Task requirements |
Could you restate the entries below word for word and leave the images out?

**** Given information

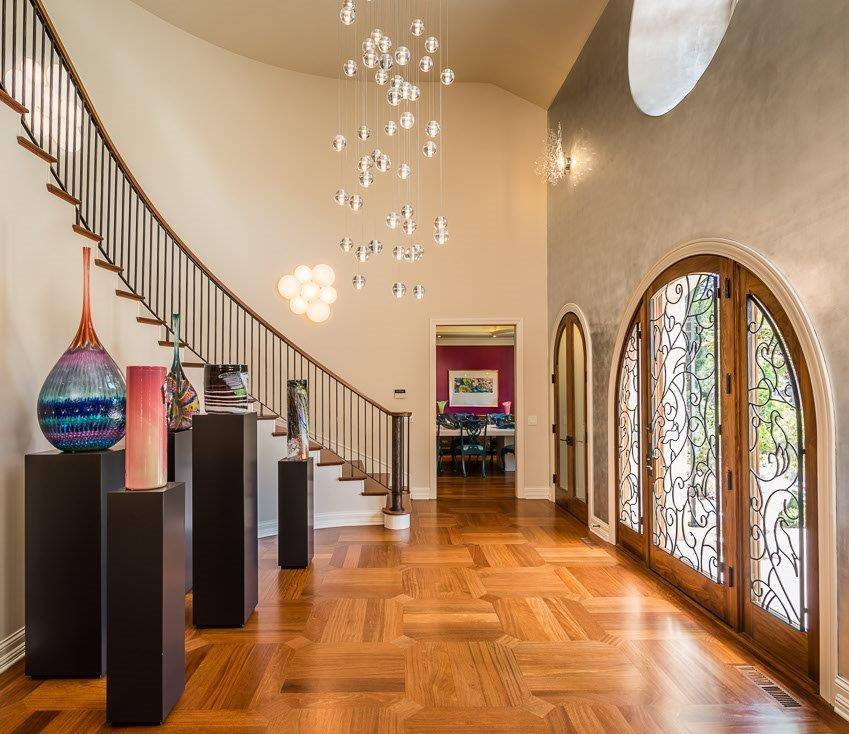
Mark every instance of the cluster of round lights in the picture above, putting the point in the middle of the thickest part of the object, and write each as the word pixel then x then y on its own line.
pixel 388 63
pixel 309 291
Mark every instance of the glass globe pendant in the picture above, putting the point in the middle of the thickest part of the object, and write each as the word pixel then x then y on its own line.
pixel 402 56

********

Answer space |
Mark every instance of the cluster of round lights in the picture above, putting the point in the middle of the thickest part of the object, and write each as the word pixel then x then y on its own line.
pixel 388 63
pixel 309 291
Mark every instance of the glass globe pendant in the picture above, putting the point in the middle of the thickest part of the object, and write each as the word pixel then x then y on its own line.
pixel 402 56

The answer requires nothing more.